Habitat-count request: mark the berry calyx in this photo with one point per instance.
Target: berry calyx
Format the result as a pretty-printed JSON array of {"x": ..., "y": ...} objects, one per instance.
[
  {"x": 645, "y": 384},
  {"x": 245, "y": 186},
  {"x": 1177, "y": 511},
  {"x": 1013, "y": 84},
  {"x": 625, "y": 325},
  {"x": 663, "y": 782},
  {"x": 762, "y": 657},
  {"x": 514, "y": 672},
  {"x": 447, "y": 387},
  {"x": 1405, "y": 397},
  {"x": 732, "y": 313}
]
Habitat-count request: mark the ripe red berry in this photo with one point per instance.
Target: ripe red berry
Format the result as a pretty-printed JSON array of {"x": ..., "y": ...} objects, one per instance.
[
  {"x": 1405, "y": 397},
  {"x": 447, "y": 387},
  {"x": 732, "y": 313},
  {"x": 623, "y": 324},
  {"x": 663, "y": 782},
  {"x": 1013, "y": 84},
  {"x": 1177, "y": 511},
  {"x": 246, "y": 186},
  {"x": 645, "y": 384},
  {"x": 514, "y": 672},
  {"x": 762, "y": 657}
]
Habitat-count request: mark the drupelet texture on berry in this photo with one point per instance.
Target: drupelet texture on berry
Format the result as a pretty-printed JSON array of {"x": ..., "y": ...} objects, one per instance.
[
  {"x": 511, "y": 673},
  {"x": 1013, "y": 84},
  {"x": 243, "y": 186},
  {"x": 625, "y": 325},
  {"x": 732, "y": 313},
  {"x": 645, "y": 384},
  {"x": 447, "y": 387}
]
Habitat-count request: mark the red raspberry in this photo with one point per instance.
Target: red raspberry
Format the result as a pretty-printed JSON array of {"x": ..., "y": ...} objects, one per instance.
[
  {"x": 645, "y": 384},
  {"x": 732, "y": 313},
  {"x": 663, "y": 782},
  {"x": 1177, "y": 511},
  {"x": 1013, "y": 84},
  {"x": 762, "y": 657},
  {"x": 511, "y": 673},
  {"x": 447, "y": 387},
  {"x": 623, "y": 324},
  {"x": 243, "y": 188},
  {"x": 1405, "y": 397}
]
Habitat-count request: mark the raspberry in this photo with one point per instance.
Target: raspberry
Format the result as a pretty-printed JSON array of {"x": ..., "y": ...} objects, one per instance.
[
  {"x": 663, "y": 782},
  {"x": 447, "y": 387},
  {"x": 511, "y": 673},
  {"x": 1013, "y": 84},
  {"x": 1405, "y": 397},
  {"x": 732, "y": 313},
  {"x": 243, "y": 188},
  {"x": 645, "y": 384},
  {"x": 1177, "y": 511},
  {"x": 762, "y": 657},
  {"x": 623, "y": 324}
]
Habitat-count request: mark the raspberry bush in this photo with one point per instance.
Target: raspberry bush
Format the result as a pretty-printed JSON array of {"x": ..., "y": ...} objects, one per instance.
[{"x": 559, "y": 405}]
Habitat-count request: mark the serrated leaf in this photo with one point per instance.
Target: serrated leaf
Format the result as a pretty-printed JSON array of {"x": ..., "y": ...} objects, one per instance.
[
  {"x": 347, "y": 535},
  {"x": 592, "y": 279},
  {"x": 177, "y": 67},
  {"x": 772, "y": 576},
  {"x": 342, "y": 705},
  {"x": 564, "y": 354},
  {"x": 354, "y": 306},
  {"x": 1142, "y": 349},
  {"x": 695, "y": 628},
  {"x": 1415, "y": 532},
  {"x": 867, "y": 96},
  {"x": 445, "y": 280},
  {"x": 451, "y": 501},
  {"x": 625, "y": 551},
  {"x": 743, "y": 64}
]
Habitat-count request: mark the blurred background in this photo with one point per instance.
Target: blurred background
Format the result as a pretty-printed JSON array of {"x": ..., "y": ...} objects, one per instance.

==============================

WHAT TO DO
Each record above needs to be reproduced exactly as written.

EXERCISE RESPONSE
Habitat-count request: mark the berry calyx in this photo with one point per instance.
Target: berry calyx
Format the result as a pretty-printed JSON array of {"x": ..., "y": ...} objects, one per instance.
[
  {"x": 645, "y": 384},
  {"x": 245, "y": 186},
  {"x": 1177, "y": 511},
  {"x": 1013, "y": 84},
  {"x": 625, "y": 325},
  {"x": 663, "y": 782},
  {"x": 762, "y": 657},
  {"x": 514, "y": 672},
  {"x": 447, "y": 387},
  {"x": 1405, "y": 397},
  {"x": 732, "y": 313}
]
Habitat-count request: mark the ripe red berry in this photo with one point per instance.
Target: ripe red berry
Format the result as a pretty-printed JSON array of {"x": ..., "y": ...} objects, one per instance.
[
  {"x": 1405, "y": 397},
  {"x": 447, "y": 387},
  {"x": 732, "y": 313},
  {"x": 623, "y": 324},
  {"x": 663, "y": 782},
  {"x": 1013, "y": 84},
  {"x": 1177, "y": 511},
  {"x": 246, "y": 186},
  {"x": 645, "y": 384},
  {"x": 514, "y": 672},
  {"x": 762, "y": 657}
]
Habitat-count request: mark the drupelet texture on berry in this photo with one point per instance.
Target: drupelet texture on berry
Format the result as a pretty-printed JSON array of {"x": ..., "y": ...} objects, one per instance.
[
  {"x": 511, "y": 673},
  {"x": 1013, "y": 84},
  {"x": 243, "y": 186},
  {"x": 625, "y": 325},
  {"x": 732, "y": 313},
  {"x": 645, "y": 384},
  {"x": 447, "y": 387}
]
Habitat-count request: mark the red raspberry in this photo with one point per instance.
Target: red raspberry
Format the result as a pretty-printed JSON array of {"x": ..., "y": ...} objects, one per instance.
[
  {"x": 645, "y": 384},
  {"x": 732, "y": 313},
  {"x": 663, "y": 782},
  {"x": 1177, "y": 511},
  {"x": 1013, "y": 84},
  {"x": 762, "y": 657},
  {"x": 511, "y": 673},
  {"x": 447, "y": 387},
  {"x": 623, "y": 324},
  {"x": 243, "y": 188},
  {"x": 1405, "y": 397}
]
Habitat-count request: mark the raspberry in this photo with one point per instance.
Target: raspberry
Format the result as a pretty-printed JSON array of {"x": ..., "y": ...} objects, one per instance.
[
  {"x": 663, "y": 782},
  {"x": 447, "y": 387},
  {"x": 511, "y": 673},
  {"x": 1013, "y": 84},
  {"x": 1405, "y": 397},
  {"x": 732, "y": 313},
  {"x": 243, "y": 188},
  {"x": 645, "y": 384},
  {"x": 1177, "y": 511},
  {"x": 762, "y": 657},
  {"x": 623, "y": 324}
]
Habitat-count request: mark the raspberry bush in this photo with one point per instance.
Target: raspberry bush
Format the result as a pretty-printed JSON array of {"x": ..., "y": ...} objects, one per instance.
[{"x": 559, "y": 405}]
Habitat-count request: mark the serrated leaf in this photo with one point per instance.
Target: serrated leaf
Format the result as a pretty-printed JSON array of {"x": ..., "y": ...} objects, one per instance.
[
  {"x": 347, "y": 535},
  {"x": 592, "y": 279},
  {"x": 177, "y": 67},
  {"x": 772, "y": 576},
  {"x": 342, "y": 705},
  {"x": 564, "y": 354},
  {"x": 354, "y": 306},
  {"x": 1142, "y": 349},
  {"x": 695, "y": 628},
  {"x": 1415, "y": 532},
  {"x": 867, "y": 96},
  {"x": 445, "y": 280},
  {"x": 451, "y": 501},
  {"x": 625, "y": 551},
  {"x": 743, "y": 64}
]
Habitat-count request: mark the blurred background in this photo with one point per instance.
Target: blurred background
Format the result as a pretty-printed JSON array of {"x": ..., "y": ...} objects, one per instance.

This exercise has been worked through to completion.